**Task data:**
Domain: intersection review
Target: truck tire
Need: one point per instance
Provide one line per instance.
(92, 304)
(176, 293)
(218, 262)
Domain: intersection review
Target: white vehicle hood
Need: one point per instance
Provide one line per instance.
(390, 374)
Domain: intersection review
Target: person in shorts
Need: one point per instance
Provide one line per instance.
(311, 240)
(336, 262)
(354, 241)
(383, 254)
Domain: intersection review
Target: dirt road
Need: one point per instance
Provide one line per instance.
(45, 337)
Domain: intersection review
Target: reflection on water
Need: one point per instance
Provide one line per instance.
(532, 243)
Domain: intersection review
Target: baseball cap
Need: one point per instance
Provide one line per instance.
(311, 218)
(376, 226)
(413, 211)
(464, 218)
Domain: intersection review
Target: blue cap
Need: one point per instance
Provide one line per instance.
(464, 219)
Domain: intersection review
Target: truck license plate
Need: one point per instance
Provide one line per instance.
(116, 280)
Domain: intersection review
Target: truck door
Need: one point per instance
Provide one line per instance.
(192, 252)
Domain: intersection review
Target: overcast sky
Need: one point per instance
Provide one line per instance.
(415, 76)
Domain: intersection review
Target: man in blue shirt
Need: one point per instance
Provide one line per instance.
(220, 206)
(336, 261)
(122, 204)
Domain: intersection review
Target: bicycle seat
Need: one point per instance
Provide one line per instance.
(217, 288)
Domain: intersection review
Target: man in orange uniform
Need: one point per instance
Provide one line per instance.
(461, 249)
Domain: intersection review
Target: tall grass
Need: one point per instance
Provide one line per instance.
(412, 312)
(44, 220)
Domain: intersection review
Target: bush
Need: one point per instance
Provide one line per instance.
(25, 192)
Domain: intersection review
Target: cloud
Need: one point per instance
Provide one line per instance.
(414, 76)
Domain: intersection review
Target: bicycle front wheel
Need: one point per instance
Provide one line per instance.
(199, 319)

**Task description:**
Pick out every line of the material above that contains the word "blue".

**The solution:**
Target: blue cap
Target: man in blue shirt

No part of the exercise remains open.